**SELECTED EXTRACT**
__________
The highlights are that HVS apparently improved performance in the online mode by reducing graphical fidelity (smart move if you ask me). You probably already know that the Conduit reduced the total number of players to 12 from a planned 16. There are seven maps, 3 categories (Team Objective (which includes a CTF sub-type), TDM, FFA), and there seem to game sub-types for each category (Joystiq played a Free For All variant called "Bounty Hunter" where everyone races to be the first one to kill the player designated as the hunted, also spotting a Last Man standing mode and a "King of the Hill"-like mode).

They reported that movement speed felt slow and there was no Sprint option. WiiSpeak lets you talk either to your team or the five nearest players—it's unclear from the preview whether that's automatically chosen based on the mode you're playing, or if you can manually switch it and say, talk to someone on the opposite team in TDM. Everything is as customizable as you've come to expect from HVS, from modes, rules, HUD arrangement and of course, control config.
__________
**RECORDS PROVIDED**
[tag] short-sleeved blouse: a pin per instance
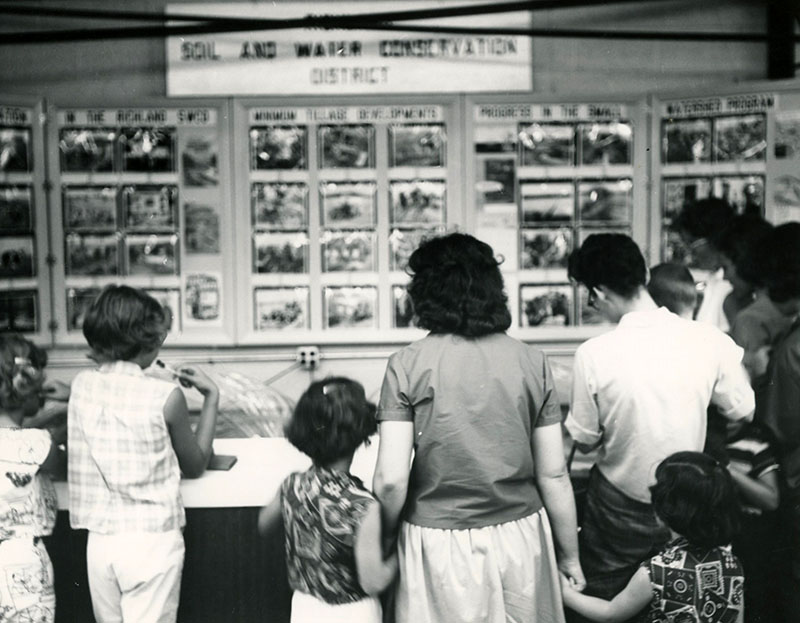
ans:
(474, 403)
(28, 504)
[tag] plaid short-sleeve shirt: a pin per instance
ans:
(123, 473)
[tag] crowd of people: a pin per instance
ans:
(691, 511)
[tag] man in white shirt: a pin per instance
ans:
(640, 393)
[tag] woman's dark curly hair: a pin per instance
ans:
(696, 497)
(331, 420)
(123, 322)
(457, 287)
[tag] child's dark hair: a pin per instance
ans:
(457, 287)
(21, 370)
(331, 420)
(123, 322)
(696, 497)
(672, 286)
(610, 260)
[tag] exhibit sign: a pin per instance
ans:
__________
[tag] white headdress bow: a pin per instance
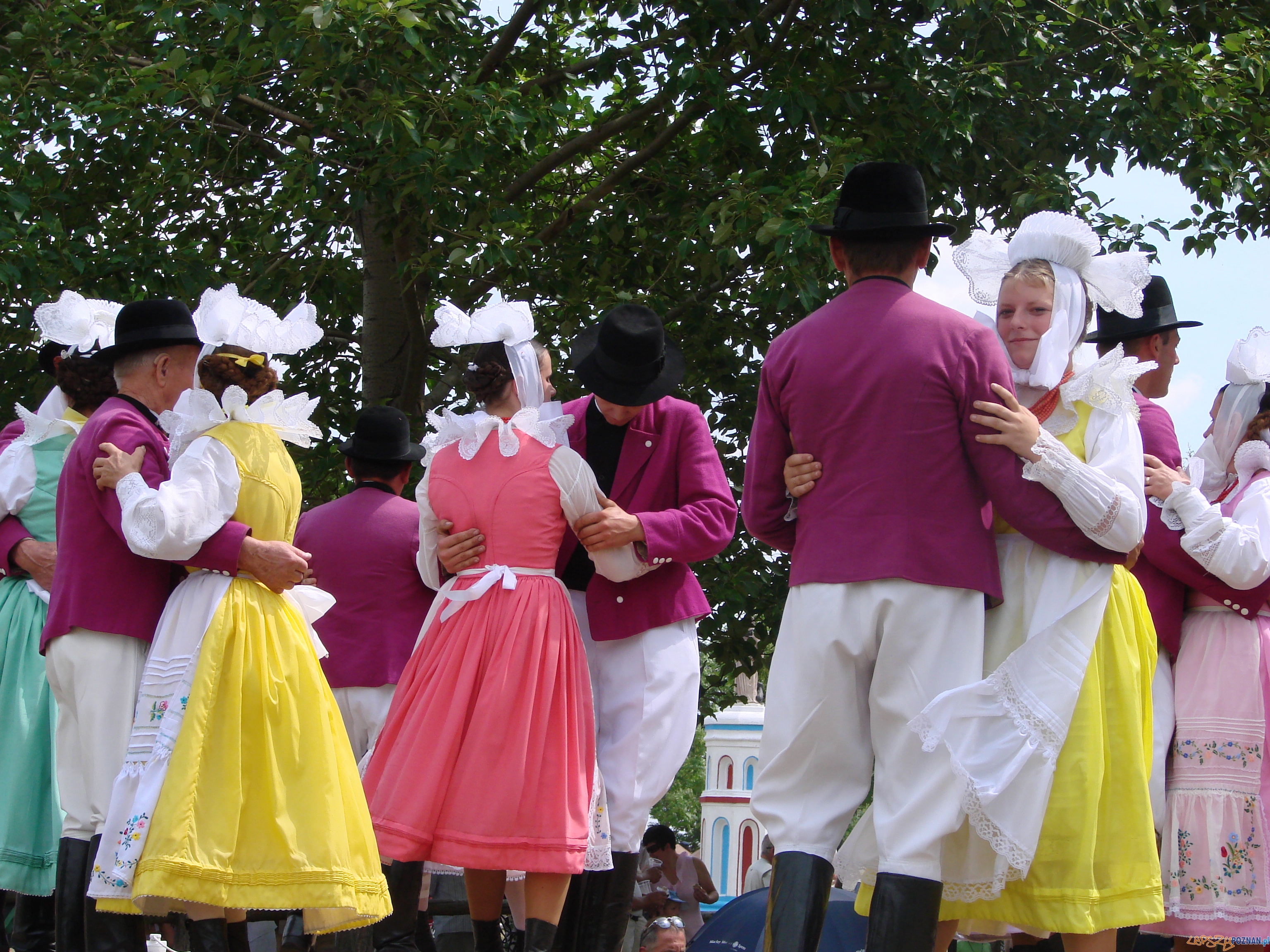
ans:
__________
Set down everything in the Conduit multiplayer preview above from "They reported that" down to "course, control config.", word for word.

They reported that movement speed felt slow and there was no Sprint option. WiiSpeak lets you talk either to your team or the five nearest players—it's unclear from the preview whether that's automatically chosen based on the mode you're playing, or if you can manually switch it and say, talk to someone on the opposite team in TDM. Everything is as customizable as you've come to expect from HVS, from modes, rules, HUD arrangement and of course, control config.